### Consignes
• A. Répondez aux questions suivantes à partir du texte.
(i) Quel objectif est fixé pour 1994 en matière de chômage ?
(ii) Depuis quand l'économie du pays n'est-elle plus en récession ?
(iii) Quel rendez-vous très important aura lieu en 1995 ?
• B. Transcrivez fidèlement le passage du texte commençant par « Je suis personnellement » et se terminant par « garantir sa pérennité. ».
• C. Relevez dans le texte tous les noms qui caractérisent le message annoncé dans la phrase « Mon message est un message de… ».

Je suis personnellement attaché à la Sécurité sociale ; je suis convaincu que sans elle, notre tissu social ne résisterait pas un instant au choc de la crise. Je suis donc décidé à prendre toutes les mesures mêmes les plus difficiles, qui seront nécessaires à garantir sa pérennité.
- Des efforts également pour s'attaquer avec une vigueur renouvelée aux problèmes du chômage. Sur ses conséquences sociales dramatiques, tout a été dit. Quel objectif peut, en la matière, se fixer le gouvernement pour 1994 ? Naturellement pas la fin rapide du chômage ; j'ai fondé mon action sur la vérité. Mais je l'ai aussi fondée sur le refus de la résignation ; le chômage n'est pas inéluctable. Notre objectif pour 1994 est de tout faire pour en stopper le développement.
L'effort n'est pas incompatible avec l'espérance. Je crois pour ma part qu'il est possible et raisonnable de renouer avec l'espoir. Le rôle international de la France n'est plus contesté par personne ; l'unité de l'Europe est, grâce à elle , reconstituée ; l'économie de notre pays n'est plus, depuis quelques semaines, en récession ; l'année 1994 doit être celle où les Français reprennent confiance en eux et en leur pays et retrouvent foi dans l'avenir. Mon message est un message de conviction, d'effort et d'espérance.
Vous me permettrez une conclusion personnelle : je n'ignore pas que 1994 sera suivi de 1995 et qu'en 1995 iI y aura, pour la France, un rendez-vous très important, les élections présidentielles.

Lignes d'un jeu de données de pointage:
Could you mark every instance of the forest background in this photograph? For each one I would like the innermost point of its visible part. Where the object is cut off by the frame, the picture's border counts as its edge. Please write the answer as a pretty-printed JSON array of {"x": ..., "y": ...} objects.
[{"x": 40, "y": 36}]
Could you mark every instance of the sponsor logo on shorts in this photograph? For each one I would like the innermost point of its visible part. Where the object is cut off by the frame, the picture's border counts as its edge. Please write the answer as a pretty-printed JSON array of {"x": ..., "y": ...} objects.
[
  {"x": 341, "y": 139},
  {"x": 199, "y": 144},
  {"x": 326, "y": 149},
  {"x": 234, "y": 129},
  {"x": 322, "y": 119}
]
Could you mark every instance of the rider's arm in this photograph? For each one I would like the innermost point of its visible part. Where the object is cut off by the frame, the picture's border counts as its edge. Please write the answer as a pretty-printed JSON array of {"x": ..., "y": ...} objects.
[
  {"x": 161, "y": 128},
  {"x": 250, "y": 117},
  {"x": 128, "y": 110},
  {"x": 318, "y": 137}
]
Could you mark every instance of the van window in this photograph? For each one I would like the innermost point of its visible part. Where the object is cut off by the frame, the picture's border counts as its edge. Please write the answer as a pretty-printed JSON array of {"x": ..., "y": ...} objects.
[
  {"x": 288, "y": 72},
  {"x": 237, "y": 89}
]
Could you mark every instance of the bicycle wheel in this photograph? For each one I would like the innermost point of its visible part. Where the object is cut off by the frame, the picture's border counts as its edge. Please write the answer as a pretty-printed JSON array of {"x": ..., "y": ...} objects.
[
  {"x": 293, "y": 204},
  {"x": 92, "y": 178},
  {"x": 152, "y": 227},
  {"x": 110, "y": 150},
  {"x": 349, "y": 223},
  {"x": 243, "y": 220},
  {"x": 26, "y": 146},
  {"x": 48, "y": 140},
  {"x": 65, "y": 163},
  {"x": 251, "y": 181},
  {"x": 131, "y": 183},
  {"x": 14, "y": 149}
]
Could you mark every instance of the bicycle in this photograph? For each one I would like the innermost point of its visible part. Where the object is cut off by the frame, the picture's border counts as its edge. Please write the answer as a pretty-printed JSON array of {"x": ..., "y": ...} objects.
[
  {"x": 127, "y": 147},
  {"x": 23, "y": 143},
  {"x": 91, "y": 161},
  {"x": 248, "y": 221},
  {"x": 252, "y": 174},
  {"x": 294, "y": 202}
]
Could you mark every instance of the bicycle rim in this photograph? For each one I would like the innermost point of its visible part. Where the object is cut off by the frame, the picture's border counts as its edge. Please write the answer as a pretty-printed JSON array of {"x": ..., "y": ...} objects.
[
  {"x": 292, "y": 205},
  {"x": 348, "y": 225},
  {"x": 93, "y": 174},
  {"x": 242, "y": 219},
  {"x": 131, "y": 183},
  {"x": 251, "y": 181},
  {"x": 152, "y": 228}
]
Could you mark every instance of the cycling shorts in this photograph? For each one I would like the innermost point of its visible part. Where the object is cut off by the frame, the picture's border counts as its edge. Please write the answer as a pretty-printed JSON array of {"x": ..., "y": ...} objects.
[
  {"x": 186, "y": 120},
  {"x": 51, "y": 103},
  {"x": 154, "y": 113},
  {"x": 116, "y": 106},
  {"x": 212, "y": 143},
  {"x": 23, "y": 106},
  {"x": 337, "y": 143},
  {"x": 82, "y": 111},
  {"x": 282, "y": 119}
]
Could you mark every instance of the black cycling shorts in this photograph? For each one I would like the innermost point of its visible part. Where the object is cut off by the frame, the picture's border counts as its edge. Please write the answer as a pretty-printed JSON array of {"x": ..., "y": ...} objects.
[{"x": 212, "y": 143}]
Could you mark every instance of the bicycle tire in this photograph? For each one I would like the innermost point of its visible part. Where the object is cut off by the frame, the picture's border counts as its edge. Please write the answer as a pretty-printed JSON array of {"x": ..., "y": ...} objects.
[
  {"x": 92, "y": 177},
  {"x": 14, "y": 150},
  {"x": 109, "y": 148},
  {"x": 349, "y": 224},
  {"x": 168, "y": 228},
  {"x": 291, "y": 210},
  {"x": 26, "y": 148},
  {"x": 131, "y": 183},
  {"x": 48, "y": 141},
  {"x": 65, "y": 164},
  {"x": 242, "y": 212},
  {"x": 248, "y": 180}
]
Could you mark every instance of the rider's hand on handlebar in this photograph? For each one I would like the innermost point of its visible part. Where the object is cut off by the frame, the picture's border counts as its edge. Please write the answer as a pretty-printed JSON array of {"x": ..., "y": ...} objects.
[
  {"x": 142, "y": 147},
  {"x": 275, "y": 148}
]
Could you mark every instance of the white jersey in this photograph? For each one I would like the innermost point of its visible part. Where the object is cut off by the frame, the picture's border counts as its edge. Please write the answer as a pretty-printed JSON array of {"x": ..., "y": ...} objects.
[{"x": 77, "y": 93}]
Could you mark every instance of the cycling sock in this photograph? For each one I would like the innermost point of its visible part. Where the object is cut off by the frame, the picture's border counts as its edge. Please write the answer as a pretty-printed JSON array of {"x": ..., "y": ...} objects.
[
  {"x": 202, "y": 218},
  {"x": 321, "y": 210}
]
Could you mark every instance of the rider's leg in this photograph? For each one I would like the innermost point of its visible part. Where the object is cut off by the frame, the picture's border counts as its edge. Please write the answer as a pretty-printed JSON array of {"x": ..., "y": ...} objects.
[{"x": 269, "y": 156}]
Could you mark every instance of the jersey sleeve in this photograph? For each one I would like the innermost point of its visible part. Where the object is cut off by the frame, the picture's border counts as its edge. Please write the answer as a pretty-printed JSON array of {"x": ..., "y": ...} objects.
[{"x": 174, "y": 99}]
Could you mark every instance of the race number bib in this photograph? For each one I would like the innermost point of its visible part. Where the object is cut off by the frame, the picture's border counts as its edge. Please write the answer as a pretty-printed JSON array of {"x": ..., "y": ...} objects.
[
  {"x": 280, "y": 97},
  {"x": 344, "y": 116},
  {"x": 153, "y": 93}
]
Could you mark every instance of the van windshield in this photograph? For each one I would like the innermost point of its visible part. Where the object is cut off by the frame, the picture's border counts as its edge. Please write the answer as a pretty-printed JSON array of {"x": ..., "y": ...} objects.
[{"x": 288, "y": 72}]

### Réponses
• A.
(i) Tout faire pour en stopper le développement.
(ii) Depuis quelques semaines.
(iii) Les élections présidentielles.

• B.
Je suis personnellement attaché à la Sécurité sociale ; je suis convaincu que sans elle, notre tissu social ne résisterait pas un instant au choc de la crise. Je suis donc décidé à prendre toutes les mesures mêmes les plus difficiles, qui seront nécessaires à garantir sa pérennité.

• C. conviction, effort, espérance